## DIRECTIONS FOR THIS TASK
Report every line in the items below that contains the string "blurred", copying each such line in full. Matching is case-sensitive.

## GIVEN INFORMATION
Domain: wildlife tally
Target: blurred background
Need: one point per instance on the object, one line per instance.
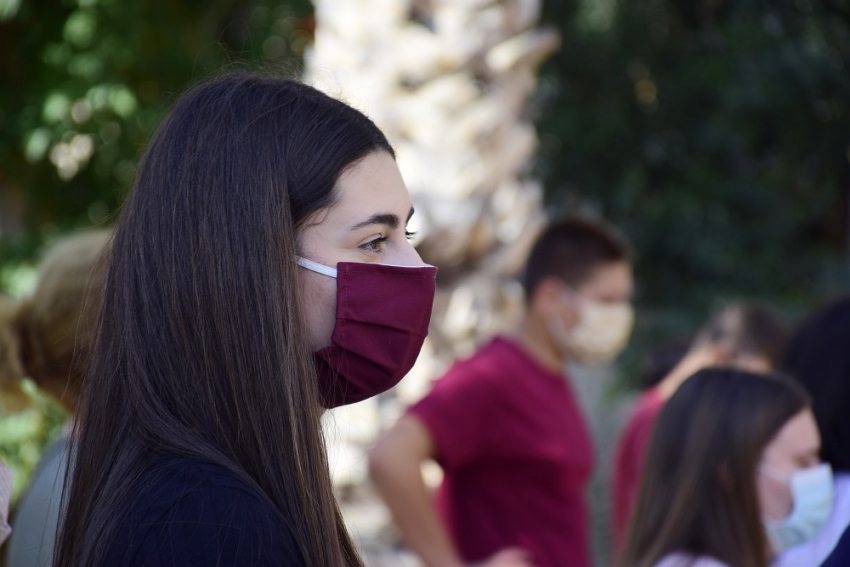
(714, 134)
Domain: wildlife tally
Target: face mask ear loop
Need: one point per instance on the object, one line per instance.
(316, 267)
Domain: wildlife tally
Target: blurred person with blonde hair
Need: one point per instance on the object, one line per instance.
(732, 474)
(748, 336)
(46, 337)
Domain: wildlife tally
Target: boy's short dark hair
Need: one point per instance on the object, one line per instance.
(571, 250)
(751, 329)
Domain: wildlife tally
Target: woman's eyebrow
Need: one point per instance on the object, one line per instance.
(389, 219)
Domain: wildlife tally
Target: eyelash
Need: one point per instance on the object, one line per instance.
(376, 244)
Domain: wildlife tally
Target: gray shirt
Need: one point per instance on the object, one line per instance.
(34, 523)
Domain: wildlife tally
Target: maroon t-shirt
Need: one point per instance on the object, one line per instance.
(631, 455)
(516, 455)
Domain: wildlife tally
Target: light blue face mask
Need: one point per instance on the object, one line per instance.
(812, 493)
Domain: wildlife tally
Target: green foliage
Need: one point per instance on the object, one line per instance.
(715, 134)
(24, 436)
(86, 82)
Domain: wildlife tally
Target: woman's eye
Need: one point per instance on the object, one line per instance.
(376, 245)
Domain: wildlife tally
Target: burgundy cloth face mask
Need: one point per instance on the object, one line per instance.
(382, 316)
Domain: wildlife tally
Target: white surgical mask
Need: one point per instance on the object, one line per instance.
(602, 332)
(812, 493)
...
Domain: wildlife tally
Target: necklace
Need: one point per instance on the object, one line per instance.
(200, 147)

## RESPONSE TO THE EXERCISE
Target: blurred background
Target: blurred person with blonde hair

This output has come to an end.